* _DATENSÄTZE_:
* * * *

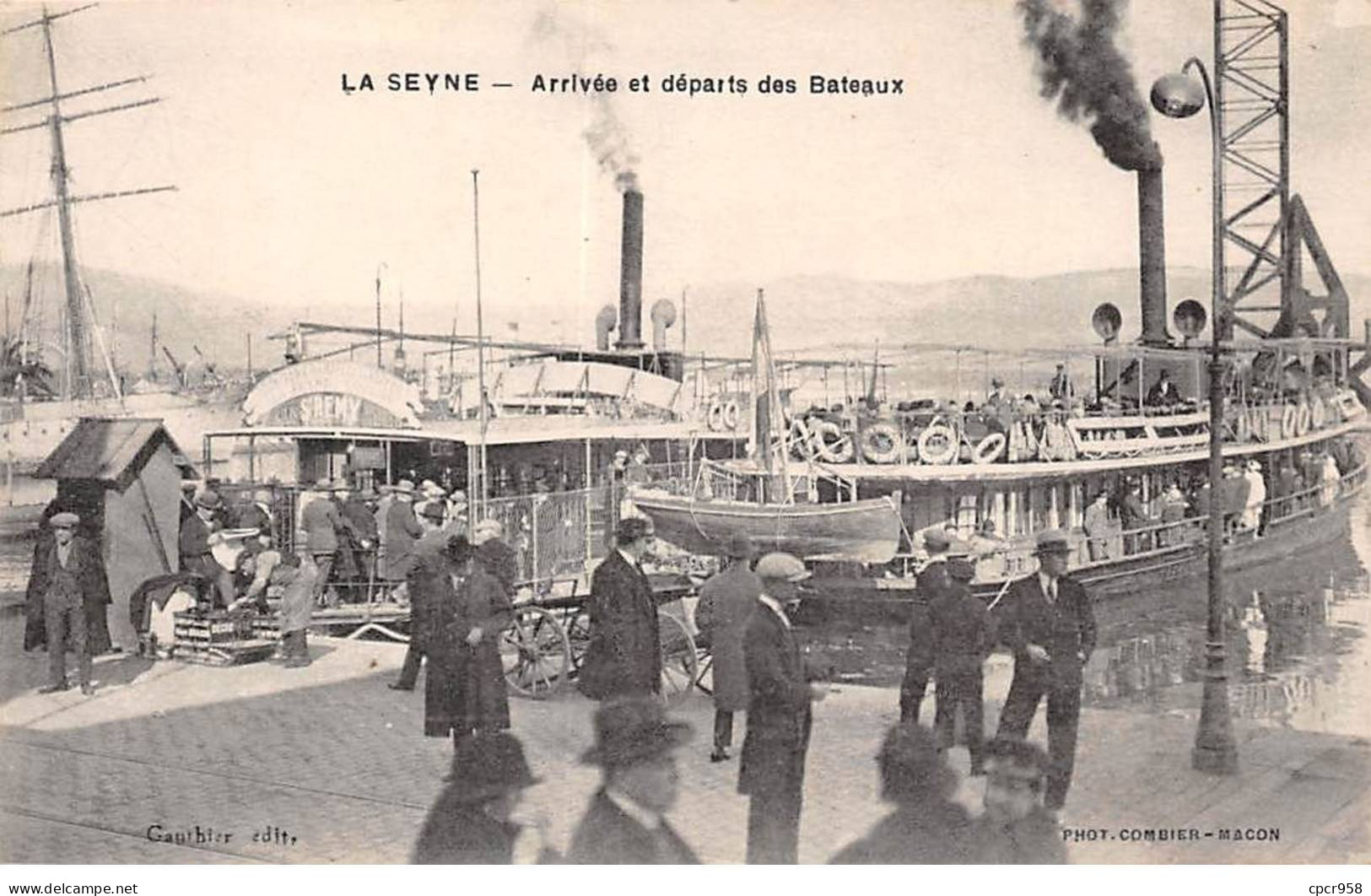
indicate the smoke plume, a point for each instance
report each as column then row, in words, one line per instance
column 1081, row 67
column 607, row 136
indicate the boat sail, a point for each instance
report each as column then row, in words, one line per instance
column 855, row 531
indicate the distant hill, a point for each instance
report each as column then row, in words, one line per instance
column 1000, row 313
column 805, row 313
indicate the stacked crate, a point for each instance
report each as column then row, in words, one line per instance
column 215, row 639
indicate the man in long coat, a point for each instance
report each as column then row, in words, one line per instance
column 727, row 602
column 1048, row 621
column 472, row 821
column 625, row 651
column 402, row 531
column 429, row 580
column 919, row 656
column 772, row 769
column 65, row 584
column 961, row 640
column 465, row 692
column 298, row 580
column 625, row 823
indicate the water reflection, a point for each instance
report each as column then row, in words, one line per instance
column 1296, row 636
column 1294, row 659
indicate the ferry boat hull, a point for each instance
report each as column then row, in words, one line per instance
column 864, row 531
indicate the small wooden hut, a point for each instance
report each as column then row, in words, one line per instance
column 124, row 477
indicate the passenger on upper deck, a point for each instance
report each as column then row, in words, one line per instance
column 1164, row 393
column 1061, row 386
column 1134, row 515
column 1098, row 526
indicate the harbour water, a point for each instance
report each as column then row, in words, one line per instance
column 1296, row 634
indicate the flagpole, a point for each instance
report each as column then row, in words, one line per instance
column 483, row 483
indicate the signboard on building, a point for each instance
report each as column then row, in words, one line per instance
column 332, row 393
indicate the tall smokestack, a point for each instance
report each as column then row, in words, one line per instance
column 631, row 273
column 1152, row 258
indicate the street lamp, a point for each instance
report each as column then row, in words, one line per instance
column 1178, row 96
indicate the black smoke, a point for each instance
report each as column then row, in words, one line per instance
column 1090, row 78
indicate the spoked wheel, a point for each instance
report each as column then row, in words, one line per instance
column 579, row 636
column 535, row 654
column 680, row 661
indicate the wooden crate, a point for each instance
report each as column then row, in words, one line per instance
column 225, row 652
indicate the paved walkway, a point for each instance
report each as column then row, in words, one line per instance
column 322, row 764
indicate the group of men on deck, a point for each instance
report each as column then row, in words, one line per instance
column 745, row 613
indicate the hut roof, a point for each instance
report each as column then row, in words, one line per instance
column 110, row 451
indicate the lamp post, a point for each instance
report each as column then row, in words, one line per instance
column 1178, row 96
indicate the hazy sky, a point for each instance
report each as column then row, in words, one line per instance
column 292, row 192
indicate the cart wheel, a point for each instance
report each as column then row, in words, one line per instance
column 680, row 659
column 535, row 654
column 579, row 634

* * * *

Stelle das gesamte Material oben als CSV mit den zwei Spalten „text“ und „antwort“ dar, eine Zeile je Textabschnitt mit der zugehörigen Antwort. Setze jedes Feld in Anführungszeichen, ersetze Zeilenumbrüche durch Leerzeichen und lass die Bilder weg.

text,antwort
"indicate the smoke plume, a point for each instance report each as column then row, in words, one line per instance","column 1081, row 67 column 607, row 136"
"indicate the boat sail, a point for each instance report each as column then row, in words, one line per instance","column 855, row 531"
"indicate the distant hill, a point for each instance report each as column then row, in words, one line per instance","column 1000, row 313 column 805, row 313"
"indicate the stacked crate, a point for each instance report each as column then row, in words, one line per instance","column 215, row 639"
"indicate the man in long coat, a point for each instance report each as column then row, in words, one line per instance","column 727, row 602 column 1048, row 621 column 472, row 821 column 625, row 651 column 402, row 531 column 429, row 580 column 919, row 656 column 772, row 769 column 65, row 584 column 961, row 640 column 465, row 692 column 298, row 580 column 625, row 823"
"indicate the water reflection, a point for each instance report each as column then row, in words, one line per instance","column 1296, row 636 column 1294, row 659"
"indicate the ferry boat hull, a point for each instance report each as column then row, in words, one line per instance","column 864, row 531"
"indicate the small wooden hut, a point for each instance report each as column then row, in words, one line per instance","column 124, row 477"
"indicate the passenger on upper deck, a point for each instance report each as column then row, in words, one line per instance","column 1164, row 393 column 1061, row 386 column 1134, row 515 column 1098, row 526"
"indicate the harbour water, a point for each instance report each as column then row, in words, one line per instance","column 1296, row 634"
"indicate the flagpole, a point for each instance report each as column then row, in words, one line per instance","column 483, row 483"
"indicate the signboard on building, a point for each instance report each as column then row, in words, one line per instance","column 332, row 393"
"indicate the tall smokestack, a point for each instance report each as column then row, in words, one line per instance","column 631, row 273 column 1152, row 258"
"indicate the street lamp, a point for each instance report each as column then row, in words, one line per instance","column 1178, row 96"
"indicate the black smoke, a point for each instance report each as column then row, in words, one line per instance","column 1090, row 78"
"indicate the spoked wheel, a point for each instance report each as column then row, in words, one line per instance","column 579, row 636 column 535, row 654 column 680, row 661"
"indicate the wooden crate, a point for each instance report each as column then row, in words, one line per instance","column 225, row 652"
"indicate the paved walkway, a point for each instance report each as column then row, in words, one line per instance","column 322, row 764"
"indicate the group of men on deck, a point for each instance report each as column then row, in words, one line per instance","column 745, row 613"
"indicate the hut roof, a point for each instance report each as column then row, in words, one line per instance","column 110, row 451"
"indicate the lamp post, a point for each instance report each as column then row, in words, one line per instance","column 1178, row 96"
"indicate the hazy sky, a point for each instance report each as column then row, in words, one line per instance","column 292, row 192"
"indicate the cart wheel, a point for each instance report each as column then row, in words, one line per instance","column 680, row 659 column 535, row 654 column 579, row 634"